Elk Creek Campground tenants may be left out in cold after eviction notices

Elk Creek Campground is located just outside of New Castle off County Road 241.
Chelsea Self/Post Independent

Following months of inaction from a property owner facing multiple county code violations, several long-term tenants at the Elk Creek Campground north of New Castle are being told to leave in the middle of winter.

The property owner is also facing possible legal action by Garfield County.

Some of the soon-to-be displaced residents appeared before the county commissioners Tuesday, saying they were advised just two weeks ago by the owners to leave.

The Elk Creek Campground is permitted only as a seasonal operation, but the owner had indicated last fall that he had permission to allow 15 campers to remain through the winter, said one of those now-former tenants, Richard Dexter.

The county is in the midst of a permit dispute with the relatively new owners of the campground over the seasonal violation and other alleged code violations related to water and sewer concerns.

Commissioners met in executive session regarding the situation Tuesday and could take legal action to revoke the permit.

Dexter, who moved into the campground last September, said he has since been able to remove his camper after chiseling the ice away from the wheels. He said he was fortunate to find a place to relocate while he is committed to work a job in the area.

That’s not the case for others, though.

Some said they will have difficulty even pulling their campers or RVs out of the campground due to the ice and snow, especially under such short notice and with few or no available spaces for RVs in the area.

Few campgrounds are allowed to have year-round tenants, and seasonal campgrounds don’t open until May at the earliest, Dexter added.

Some of the Elk Creek tenants are older, and others are families with school-aged children, he said.

“You guys need to consider the humanity here,” Dexter said before the commissioners. “Don’t make the rest of the neighbors suffer because of his (the owner’s) neglect and derelict.”

Multiple calls to the campground Tuesday went to a voice message with no voicemail option.

■ **DATASET EXCERPTS**:

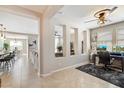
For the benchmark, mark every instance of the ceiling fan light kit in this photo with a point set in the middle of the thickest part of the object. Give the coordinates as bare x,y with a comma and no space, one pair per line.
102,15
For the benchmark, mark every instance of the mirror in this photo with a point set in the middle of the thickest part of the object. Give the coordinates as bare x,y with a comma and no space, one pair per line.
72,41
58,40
--
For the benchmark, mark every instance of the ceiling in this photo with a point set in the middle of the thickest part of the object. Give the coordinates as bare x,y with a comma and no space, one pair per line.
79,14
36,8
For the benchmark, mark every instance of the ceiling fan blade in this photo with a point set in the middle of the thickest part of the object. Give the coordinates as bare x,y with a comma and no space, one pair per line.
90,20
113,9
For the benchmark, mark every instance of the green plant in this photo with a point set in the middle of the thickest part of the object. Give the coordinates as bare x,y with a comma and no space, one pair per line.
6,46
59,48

■ **PROMPT 1**:
List the code violations that the Elk Creek Campground article says the county is disputing with the campground's owners.
■ **PROMPT 2**:
Using the Elk Creek Campground article, answer the following:
(a) How many campers did the owner say he had permission to keep through the winter?
(b) When did Richard Dexter move into the campground?
(c) What is the earliest month that seasonal campgrounds open, according to Dexter?
The data above has no connection to the Elk Creek Campground article.

■ **WRITTEN RESPONSE 1**:
- The seasonal violation (the campground is permitted only as a seasonal operation)
- Alleged code violations related to water concerns
- Alleged code violations related to sewer concerns

■ **WRITTEN RESPONSE 2**:
(a) 15
(b) Last September
(c) May